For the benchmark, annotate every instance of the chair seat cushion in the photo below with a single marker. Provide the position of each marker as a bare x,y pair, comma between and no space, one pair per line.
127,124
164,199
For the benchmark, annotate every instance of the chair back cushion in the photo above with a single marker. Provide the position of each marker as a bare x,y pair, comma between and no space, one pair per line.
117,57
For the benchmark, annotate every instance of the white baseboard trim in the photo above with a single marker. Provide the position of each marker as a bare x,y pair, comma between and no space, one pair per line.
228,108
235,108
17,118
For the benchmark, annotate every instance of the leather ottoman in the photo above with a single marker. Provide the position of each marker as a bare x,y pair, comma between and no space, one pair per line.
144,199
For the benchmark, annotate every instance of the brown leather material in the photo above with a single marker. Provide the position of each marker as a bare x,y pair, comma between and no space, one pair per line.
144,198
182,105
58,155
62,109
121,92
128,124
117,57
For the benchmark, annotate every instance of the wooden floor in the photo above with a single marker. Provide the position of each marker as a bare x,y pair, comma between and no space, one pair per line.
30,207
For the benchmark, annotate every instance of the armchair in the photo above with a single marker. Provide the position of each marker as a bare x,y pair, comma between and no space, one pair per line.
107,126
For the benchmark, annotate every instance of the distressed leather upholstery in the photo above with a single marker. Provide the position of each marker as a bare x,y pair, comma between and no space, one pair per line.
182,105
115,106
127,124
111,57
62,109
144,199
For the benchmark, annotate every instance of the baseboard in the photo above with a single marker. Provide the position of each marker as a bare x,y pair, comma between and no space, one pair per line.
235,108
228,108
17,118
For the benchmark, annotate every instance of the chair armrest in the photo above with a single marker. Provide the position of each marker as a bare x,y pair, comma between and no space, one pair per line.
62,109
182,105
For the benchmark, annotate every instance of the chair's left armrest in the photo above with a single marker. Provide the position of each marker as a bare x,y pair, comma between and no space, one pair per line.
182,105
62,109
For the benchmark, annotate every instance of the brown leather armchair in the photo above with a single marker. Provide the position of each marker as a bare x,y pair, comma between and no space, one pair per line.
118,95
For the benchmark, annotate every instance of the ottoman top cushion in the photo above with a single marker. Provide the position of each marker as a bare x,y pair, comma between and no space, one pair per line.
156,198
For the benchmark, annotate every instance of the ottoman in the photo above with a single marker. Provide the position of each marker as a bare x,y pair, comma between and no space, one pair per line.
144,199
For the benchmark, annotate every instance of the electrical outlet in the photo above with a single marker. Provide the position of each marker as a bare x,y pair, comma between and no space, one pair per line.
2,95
************
> TASK TO COMPLETE
Swap each "annotate" in the entries above for "label" and write out all the entries again with nothing else changed.

> EXERCISE RESPONSE
For the benchmark, label every instance of the chair seat cushion in the photo below with a single marker. Provide the position of each marker as a bare x,y pair, comma between and no space, one pair per line.
127,124
164,199
For the benchmark, label every instance of the chair back cushion in the photo above with a single marker. Provide the position of each marker as a bare x,y pair, comma between and no space, one pair per line.
117,57
For the benchmark, label every instance of the white baseboard trim in the photo above with a single marker. Provide the position of each marker as a bare x,y pair, comma between and no space, one pair per line.
228,108
235,108
17,118
For the benchmark, label every instance of the leather ottoman in the photo above with a single marker. Provide the position of each marker as a bare x,y pair, comma between and no space, one pair per line.
144,199
For the benchmark, label every instance of the brown leather material in the photo above with a single marker. Provide the position of each marker as a bare x,y pair, comma between and no space, one pair per line.
144,198
182,105
58,155
62,109
121,92
128,124
117,57
For the benchmark, label every instance of the wooden floor in the photo above with a single marker. Provide the position of each marker as a bare x,y pair, comma between and no space, one pair per line.
30,207
For the benchmark, label every instance of the armchair in the photo above with a single marker. Provide the position of each marker as a bare x,y pair, comma between and no space, one pair per line.
107,126
For the benchmark, label every instance of the distressed leather upholstery in the photo above with a single marker. Provide the position of each marker as a bare x,y pair, comma between and no space, one pair per line.
182,105
115,106
127,124
111,57
62,109
144,199
For the benchmark, label every instance of the baseboard in the photo above with a single marker. Provide the position of each marker as a bare x,y pair, comma between and no space, one pair per line.
235,108
228,108
17,118
For the benchmark, label every instance of the chair armrest in the photo above with a single marker. Provide the position of each marker as a bare x,y pair, comma between and no space, one pair per line.
62,109
182,105
For the benchmark, label every instance of the chair's left armrest in the photo above with a single marker. Provide the position of each marker as a bare x,y pair, comma between and no space, one pair per line.
182,105
62,109
For the benchmark, label every instance of the brown leather armchair in the photo above with a single marker. Provide the position of each marker as a bare x,y pair, comma between and no space, one pair per line.
118,95
For the benchmark, label every instance of the ottoman top cushion in the photo above with a single marker. Provide the position of each marker as a bare x,y pair, comma between and no space, one pair per line.
156,198
For the benchmark, label every instance of the ottoman in the photo above with a single marker. Provide the position of each marker as a bare x,y pair, comma between and no space, one pair per line.
144,199
For the benchmark, label every instance of the electrical outlet in the photo above with a single marker. Provide the position of each marker as a bare x,y pair, comma between and no space, one pair per line.
2,95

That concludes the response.